• **Requirement**: Lay out every one of the items below as a numbered list, skipping any blank lines.
──────
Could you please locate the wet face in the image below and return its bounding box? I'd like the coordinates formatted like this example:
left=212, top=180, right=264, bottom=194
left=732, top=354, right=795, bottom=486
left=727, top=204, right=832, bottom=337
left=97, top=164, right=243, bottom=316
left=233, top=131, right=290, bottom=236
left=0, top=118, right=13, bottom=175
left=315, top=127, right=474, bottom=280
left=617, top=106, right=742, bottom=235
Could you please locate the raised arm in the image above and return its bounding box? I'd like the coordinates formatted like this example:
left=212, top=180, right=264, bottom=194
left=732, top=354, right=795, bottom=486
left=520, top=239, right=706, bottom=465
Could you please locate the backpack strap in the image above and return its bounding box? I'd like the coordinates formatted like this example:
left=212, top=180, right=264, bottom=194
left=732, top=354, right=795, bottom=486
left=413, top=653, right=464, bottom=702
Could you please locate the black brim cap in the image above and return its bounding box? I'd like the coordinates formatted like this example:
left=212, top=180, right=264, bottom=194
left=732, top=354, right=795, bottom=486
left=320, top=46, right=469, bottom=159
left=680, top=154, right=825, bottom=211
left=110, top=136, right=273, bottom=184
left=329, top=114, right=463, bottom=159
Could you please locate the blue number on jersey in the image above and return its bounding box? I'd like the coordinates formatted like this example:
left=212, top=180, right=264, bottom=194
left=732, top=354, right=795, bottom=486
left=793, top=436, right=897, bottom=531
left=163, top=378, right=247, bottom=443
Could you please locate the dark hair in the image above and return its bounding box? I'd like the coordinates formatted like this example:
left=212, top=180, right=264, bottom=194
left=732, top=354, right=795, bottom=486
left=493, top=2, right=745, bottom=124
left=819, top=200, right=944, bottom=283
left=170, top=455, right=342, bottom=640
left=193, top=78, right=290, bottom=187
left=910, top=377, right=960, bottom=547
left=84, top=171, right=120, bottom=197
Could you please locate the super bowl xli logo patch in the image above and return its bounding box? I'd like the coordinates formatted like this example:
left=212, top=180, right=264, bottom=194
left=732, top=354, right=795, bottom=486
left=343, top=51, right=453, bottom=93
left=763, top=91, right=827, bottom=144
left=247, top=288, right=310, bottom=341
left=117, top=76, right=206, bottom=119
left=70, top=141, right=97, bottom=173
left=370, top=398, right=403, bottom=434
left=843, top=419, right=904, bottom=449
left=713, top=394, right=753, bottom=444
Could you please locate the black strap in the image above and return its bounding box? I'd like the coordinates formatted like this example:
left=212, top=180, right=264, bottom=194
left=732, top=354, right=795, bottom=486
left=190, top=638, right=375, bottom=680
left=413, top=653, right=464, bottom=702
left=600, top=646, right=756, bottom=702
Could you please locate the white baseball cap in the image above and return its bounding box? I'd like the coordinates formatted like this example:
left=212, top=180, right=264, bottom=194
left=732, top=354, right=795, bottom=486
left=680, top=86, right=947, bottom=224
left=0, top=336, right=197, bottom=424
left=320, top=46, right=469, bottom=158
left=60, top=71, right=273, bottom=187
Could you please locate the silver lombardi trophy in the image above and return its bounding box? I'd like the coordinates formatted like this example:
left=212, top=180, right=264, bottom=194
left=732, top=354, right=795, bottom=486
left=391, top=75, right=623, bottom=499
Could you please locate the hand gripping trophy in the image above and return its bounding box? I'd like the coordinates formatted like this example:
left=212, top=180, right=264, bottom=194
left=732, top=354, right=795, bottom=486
──────
• **Expected answer**:
1. Could you please locate the wet face in the image below and return its bounding box? I'd like the coordinates formatted like this example:
2. left=212, top=180, right=264, bottom=194
3. left=732, top=354, right=795, bottom=486
4. left=727, top=204, right=832, bottom=337
5. left=97, top=164, right=243, bottom=316
6. left=233, top=131, right=290, bottom=236
7. left=0, top=118, right=13, bottom=175
8. left=315, top=127, right=474, bottom=280
9. left=617, top=106, right=742, bottom=235
10. Could you please locate the raised arm in the image above and return its bounding box? I'd like the coordinates formatted like this example:
11. left=212, top=180, right=264, bottom=194
12. left=732, top=354, right=795, bottom=486
13. left=520, top=239, right=706, bottom=465
14. Could you please locate the backpack strap in the image above and return its bounding box? I'd like the coordinates formatted like this example:
15. left=212, top=180, right=264, bottom=194
16. left=732, top=354, right=795, bottom=486
17. left=413, top=653, right=464, bottom=702
18. Could you please locate the black brim cap in the image above and return its bounding box? I'd like the coordinates formatted like this example:
19. left=212, top=180, right=264, bottom=194
20. left=732, top=354, right=795, bottom=486
21. left=320, top=46, right=469, bottom=159
22. left=680, top=154, right=825, bottom=211
23. left=110, top=136, right=273, bottom=184
24. left=329, top=114, right=463, bottom=159
25. Could you please locate the blue number on jersey in the image above and return its bounding box? I'd like the coordinates formatted like this example:
26. left=212, top=180, right=264, bottom=194
27. left=732, top=354, right=795, bottom=486
28. left=793, top=436, right=897, bottom=531
29. left=163, top=378, right=247, bottom=443
30. Could you please locate the dark hair in the image above and return its bounding box? I'd like the coordinates formatted like this example:
31. left=212, top=180, right=264, bottom=194
32. left=732, top=354, right=795, bottom=486
33. left=493, top=2, right=745, bottom=124
34. left=819, top=200, right=944, bottom=283
35. left=170, top=455, right=342, bottom=640
36. left=193, top=78, right=290, bottom=187
37. left=910, top=377, right=960, bottom=547
38. left=84, top=171, right=120, bottom=197
39. Could you please locate the super bowl xli logo patch in the image above and return its bounding box? I'd like the coordinates formatted like this example:
40. left=212, top=180, right=264, bottom=194
41. left=732, top=354, right=795, bottom=486
42. left=343, top=51, right=453, bottom=93
43. left=763, top=91, right=827, bottom=144
44. left=247, top=288, right=310, bottom=341
45. left=117, top=76, right=206, bottom=119
46. left=70, top=141, right=97, bottom=173
47. left=370, top=398, right=403, bottom=434
48. left=843, top=419, right=904, bottom=449
49. left=713, top=394, right=753, bottom=444
50. Could you please locate the black strap in the image above and return its bounding box? I'd like the coordinates formatted like this example:
51. left=212, top=180, right=264, bottom=194
52. left=732, top=354, right=795, bottom=486
53. left=190, top=638, right=375, bottom=680
54. left=413, top=653, right=464, bottom=702
55. left=600, top=646, right=756, bottom=702
56. Could you please locate the white baseball cap in the image above and return its bounding box? I'd like the coordinates formatted like this example:
57. left=212, top=180, right=264, bottom=194
58. left=732, top=354, right=795, bottom=486
59. left=680, top=86, right=947, bottom=224
60. left=0, top=336, right=197, bottom=424
61. left=320, top=46, right=469, bottom=158
62. left=60, top=71, right=273, bottom=187
63. Could you please locate the silver lombardi trophy in the image above and return its bounding box? I'd like the coordinates formatted like this example:
64. left=212, top=180, right=264, bottom=194
65. left=732, top=354, right=795, bottom=486
66. left=391, top=75, right=623, bottom=499
67. Could you please locate the hand gripping trophy in the image above and return its bounding box? I'd like the coordinates formatted like this example:
68. left=212, top=180, right=264, bottom=194
69. left=732, top=354, right=795, bottom=486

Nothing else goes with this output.